- **Text excerpt**:

● ● ● ● ● ● ●

SADDLE UP WITH CHE'S SON ERNESTO
FOR MOTORCYCLE TOURS OF CUBA
You might have worn the famous T shirt or had the poster image on your wall. If you haven't or don't possess these, you are sure to have seen 'The Motorcycle Diaries'.
We're talking Che Guevara, one of the leaders of the Cuban revolution from 1953 -1959, when a guerilla army fought and overthrew Fulgencio Batista a dictator and tyrant propped up not only by the US government, but also by the rapacious crime syndicates of the same country.
Che fought alongside Fidel and Raul Castro, but left Cuba in 1965 intent on fighting for justice and revolution in other countries including what is now known as the Congo in central Africa, and in South America. He was captured by the Bolivian army with the assistance of the CIA, and executed by firing squad.

● ● ● ● ● ● ●

- **Source material**:

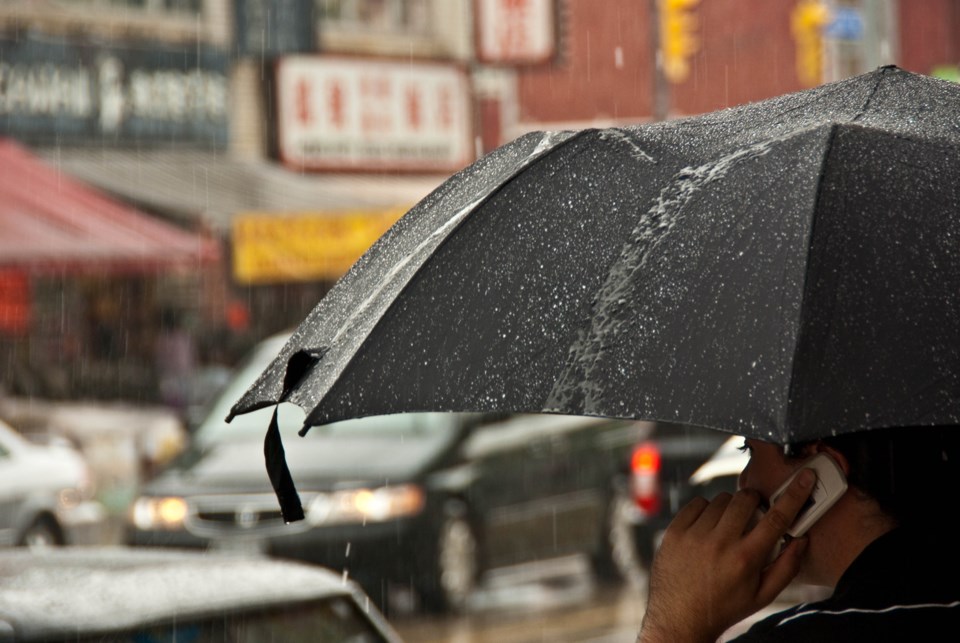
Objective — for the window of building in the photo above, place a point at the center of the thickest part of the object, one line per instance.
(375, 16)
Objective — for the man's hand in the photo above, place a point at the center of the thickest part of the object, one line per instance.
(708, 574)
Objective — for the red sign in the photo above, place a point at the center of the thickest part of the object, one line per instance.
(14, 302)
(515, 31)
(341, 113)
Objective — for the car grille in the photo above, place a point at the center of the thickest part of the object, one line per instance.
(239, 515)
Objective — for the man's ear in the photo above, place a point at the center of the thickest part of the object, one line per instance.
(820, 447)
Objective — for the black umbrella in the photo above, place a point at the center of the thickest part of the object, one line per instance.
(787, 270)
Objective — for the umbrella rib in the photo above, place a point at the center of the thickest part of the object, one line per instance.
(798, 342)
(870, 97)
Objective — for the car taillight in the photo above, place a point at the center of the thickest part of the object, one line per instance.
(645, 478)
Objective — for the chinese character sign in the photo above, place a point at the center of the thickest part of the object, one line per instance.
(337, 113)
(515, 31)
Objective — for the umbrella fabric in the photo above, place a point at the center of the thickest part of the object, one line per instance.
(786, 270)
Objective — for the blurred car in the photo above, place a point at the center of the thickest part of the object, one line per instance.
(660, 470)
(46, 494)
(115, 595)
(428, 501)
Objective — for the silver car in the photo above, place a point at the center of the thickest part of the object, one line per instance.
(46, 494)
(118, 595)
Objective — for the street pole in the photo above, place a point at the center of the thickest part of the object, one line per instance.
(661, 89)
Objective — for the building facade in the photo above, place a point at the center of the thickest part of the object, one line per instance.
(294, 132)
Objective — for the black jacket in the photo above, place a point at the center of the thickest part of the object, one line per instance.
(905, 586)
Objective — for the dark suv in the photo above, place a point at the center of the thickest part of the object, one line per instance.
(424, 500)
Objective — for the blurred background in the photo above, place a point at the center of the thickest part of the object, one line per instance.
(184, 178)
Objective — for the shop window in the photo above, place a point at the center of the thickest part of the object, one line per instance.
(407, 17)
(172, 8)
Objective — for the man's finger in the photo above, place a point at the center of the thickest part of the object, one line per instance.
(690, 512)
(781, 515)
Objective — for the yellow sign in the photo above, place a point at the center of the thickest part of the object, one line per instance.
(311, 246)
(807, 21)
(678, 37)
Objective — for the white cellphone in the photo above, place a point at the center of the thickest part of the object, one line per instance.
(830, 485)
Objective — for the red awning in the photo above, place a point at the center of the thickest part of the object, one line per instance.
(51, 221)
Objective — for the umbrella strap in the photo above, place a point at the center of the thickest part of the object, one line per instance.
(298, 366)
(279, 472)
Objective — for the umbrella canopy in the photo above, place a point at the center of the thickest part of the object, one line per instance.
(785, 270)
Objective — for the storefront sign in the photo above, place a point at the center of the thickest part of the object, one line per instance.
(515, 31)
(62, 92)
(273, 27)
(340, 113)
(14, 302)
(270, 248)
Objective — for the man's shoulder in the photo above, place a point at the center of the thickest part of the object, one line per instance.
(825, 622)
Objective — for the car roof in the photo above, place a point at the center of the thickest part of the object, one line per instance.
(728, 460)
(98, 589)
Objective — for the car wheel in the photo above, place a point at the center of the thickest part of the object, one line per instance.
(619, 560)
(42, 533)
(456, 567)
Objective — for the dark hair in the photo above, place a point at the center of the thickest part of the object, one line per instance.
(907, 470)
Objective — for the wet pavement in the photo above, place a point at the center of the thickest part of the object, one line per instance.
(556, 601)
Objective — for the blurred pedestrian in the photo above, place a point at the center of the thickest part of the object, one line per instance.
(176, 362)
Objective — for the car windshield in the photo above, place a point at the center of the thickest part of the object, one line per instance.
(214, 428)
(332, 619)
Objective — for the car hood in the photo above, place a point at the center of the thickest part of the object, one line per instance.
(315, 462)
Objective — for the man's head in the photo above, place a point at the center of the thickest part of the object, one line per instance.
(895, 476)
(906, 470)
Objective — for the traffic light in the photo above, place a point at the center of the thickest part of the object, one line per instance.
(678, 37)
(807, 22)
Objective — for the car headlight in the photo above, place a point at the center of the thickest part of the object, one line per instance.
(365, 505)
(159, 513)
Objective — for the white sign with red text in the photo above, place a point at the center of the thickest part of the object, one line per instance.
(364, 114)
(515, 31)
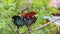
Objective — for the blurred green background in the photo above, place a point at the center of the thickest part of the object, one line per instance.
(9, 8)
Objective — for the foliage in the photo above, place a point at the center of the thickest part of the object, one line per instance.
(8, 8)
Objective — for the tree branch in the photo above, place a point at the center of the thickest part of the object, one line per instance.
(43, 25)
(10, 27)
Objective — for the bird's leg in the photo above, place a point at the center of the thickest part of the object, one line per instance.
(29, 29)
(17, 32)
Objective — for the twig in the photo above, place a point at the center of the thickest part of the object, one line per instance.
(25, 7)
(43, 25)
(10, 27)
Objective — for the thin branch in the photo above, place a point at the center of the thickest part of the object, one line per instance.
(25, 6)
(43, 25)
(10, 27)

● ● ● ● ● ● ●

- **Exercise set**:
1 - According to the text about Che Guevara, in what year did he leave Cuba?
2 - Duplicate the passage of the text about Che Guevara starting at "SADDLE UP WITH" and ending at "seen 'The Motorcycle Diaries'.".
3 - List every person the text about Che Guevara names.

- **Responses by task**:
1 - 1965

2 -
SADDLE UP WITH CHE'S SON ERNESTO
FOR MOTORCYCLE TOURS OF CUBA
You might have worn the famous T shirt or had the poster image on your wall. If you haven't or don't possess these, you are sure to have seen 'The Motorcycle Diaries'.

3 - Ernesto, Che Guevara, Fulgencio Batista, Fidel Castro, Raul Castro